◆ **Written task**: Please output every line of the items below verbatim, leaving the pictures out of your answer.

◆ **Stored rows**:
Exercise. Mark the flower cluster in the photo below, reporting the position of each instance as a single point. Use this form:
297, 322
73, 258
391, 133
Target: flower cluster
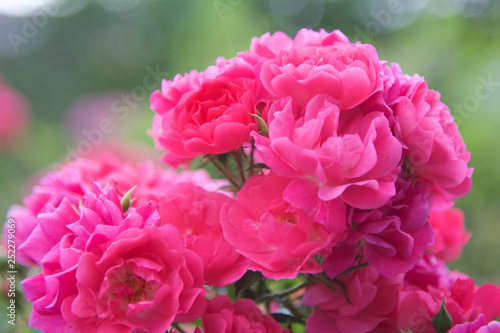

◆ **Solution to this exercise**:
Exercise. Mark the flower cluster in the photo below, reporting the position of each instance as a single point. Use this form:
297, 322
73, 258
391, 133
Target: flower cluster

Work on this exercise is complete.